---------- Text under study
Tuesday 31 January 2017 23.30PM (Look at the time here)
Maximilian was due on the 15th of February and I had been on maternity leave for around 2 weeks before I decided to put the plastic sheet on the bed. It felt a bit strange since Felix was born so shortly after the first time and I had this thing running in my mind that my water would break again (but everywhere you’re told “every birth is individual” so I tried shaking the thought away). I had trouble falling asleep at night since all I could think of was that “pop” from the first time so I started getting a bit anxious.
This time around I didn’t take any birthing class, I guess time flew by so quickly and I might have been a bit overconfident that “I’ve done this before, I’ll remember it all” so I just practiced the Laboro breathing a bit here and there.
A few days after I put the sheet on, it was around two weeks until due date, we went to bed for the night and I was getting a bit concerned I would hear the “pop” again – it actually popped. Like WHAT THE … ! “- Ehm.. Andreas, did you hear that?”… “- No, what? Did your water break? Seriously?!”
I remember I started shaking a bit. It couldn’t be already – I had just gotten on my maternity leave and were looking so much forward to having those last weeks alone at home (with Felix at kindergarten) to prep and mentally get ready for the birth. Crap. Crap. Crap. So not ready, so not prepared – AND WHAT ABOUT FELIX? He was sleeping downstairs and I simply couldn’t have him home while trying to get through contractions, because they had started immediately again, just like the first time. I got down the stairs and into the shower with the water sippering out between my legs while Andreas called his brother to come pick Felix up. My little (big) first born mumbled while getting into his uncles car “- I’m dreaming that I’m driving a car”.
--------------------
_Exercises to complete_.
1 - Answer these questions from the birth story:
(a) On what date was Maximilian due?
(b) What breathing did the narrator practice this time?
(c) Whom did Andreas call to come pick Felix up?
2 - Reproduce the part of the birth story starting with "This time around" and going on through "here and there.".
3 - Resume the birth story from the point where it stops.
The items after this point are separate material with no connection to the birth story.
---------- Record excerpts
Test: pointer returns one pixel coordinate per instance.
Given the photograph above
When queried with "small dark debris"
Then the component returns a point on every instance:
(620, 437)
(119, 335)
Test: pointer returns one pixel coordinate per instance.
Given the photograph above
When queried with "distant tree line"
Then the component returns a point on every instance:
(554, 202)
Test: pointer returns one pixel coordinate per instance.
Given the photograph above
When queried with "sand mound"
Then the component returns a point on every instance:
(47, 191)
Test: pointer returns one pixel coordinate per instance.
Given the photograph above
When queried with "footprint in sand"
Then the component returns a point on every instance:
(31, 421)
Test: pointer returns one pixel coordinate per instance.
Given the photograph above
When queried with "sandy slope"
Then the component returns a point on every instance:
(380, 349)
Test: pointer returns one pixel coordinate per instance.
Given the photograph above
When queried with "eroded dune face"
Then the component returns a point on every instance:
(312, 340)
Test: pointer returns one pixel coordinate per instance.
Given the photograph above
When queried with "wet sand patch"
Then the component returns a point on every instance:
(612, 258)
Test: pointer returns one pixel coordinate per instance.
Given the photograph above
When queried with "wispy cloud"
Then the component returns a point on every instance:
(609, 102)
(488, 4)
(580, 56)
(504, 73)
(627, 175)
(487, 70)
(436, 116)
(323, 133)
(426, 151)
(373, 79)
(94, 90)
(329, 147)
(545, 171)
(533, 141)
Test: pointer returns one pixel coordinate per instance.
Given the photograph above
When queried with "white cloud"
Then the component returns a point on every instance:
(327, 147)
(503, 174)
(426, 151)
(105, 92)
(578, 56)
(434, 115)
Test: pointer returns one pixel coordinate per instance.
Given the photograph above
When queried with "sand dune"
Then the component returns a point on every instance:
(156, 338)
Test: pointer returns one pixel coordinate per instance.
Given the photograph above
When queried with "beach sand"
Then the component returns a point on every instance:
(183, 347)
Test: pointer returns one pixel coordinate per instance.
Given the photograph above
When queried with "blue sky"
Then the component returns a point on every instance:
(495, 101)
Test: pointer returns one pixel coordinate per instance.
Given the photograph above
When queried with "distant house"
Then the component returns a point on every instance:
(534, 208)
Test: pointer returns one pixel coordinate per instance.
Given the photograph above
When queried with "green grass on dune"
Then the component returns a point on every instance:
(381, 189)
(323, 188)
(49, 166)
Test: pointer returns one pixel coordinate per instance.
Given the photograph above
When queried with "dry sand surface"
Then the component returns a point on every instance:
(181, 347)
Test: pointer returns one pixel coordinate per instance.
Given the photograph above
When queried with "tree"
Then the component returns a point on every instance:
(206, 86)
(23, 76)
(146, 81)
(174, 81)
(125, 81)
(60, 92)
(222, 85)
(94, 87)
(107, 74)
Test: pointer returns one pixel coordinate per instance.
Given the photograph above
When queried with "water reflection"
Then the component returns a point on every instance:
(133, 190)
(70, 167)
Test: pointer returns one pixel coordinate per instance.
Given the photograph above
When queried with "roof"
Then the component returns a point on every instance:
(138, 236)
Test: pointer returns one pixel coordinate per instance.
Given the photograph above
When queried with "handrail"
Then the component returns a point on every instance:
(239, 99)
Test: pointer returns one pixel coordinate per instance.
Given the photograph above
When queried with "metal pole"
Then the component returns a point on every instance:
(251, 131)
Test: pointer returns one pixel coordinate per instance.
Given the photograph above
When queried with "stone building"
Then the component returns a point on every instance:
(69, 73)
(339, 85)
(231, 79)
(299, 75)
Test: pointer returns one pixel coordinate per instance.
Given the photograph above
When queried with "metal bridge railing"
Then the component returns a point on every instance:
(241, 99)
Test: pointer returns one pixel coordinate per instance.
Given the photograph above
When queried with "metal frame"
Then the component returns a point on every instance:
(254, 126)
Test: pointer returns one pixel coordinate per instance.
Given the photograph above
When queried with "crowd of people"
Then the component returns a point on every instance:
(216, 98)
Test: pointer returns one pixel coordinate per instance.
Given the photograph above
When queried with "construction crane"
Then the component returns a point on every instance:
--------------------
_Task-by-task results_.
1 -
(a) The 15th of February.
(b) The Laboro breathing.
(c) His brother.

2 -
This time around I didn’t take any birthing class, I guess time flew by so quickly and I might have been a bit overconfident that “I’ve done this before, I’ll remember it all” so I just practiced the Laboro breathing a bit here and there.

3 -
When Felix was off and safe home with his uncle, Andreas started cleaning and preparing for us to take off. I sat down into the sofa with some meditative music on, focusing through the contractions – starting the Laboro breathing – and they just worked, like they did three years ago. This time the contractions came on even quicker and so after only an hour I decided we needed to go to the hospital. Off we went and this time the car ride almost threw me off course with my contraction work – by the time we got to the hospital it felt like he was just between my legs and I could hardly walk so Andreas got a wheelchair and pushed me over to the examination room.
“So, you’re 9 centimeters open. Good job – let’s get you a room and go have this baby!”.
I seriously felt like a ninja at that moment. So unbelievably cool. There I was, being all calm and collected, telling every fiber of my body to stay open, calm, welcoming this baby, keeping the oxytocin levels high – I didn’t want to be in pain any longer than necessary because I knew it was all going to be over soon – I knew that when the baby was out, everything would go away. So he could just get all the way down and out – I welcomed the contractions since I knew they were for the good, he was on his way.
Four hours after the water broke, four pushes when we arrived in the birth-room, there he was. Just in time for that delicious slice of toast and cup of coffee.
It wasn’t pain-free but I’m very grateful to have felt like I was in control of both births. I know I have been extremely blessed having such complication-free and quick births and that is something I will cherish forever. While being pregnant there are so many horror stories and vivid videos of screaming, chaotic births (that I watched myself) and I hope that these two stories can show that there’s also some very good, empowering experiences out there as well.
Maximilian and me, minutes after him being born.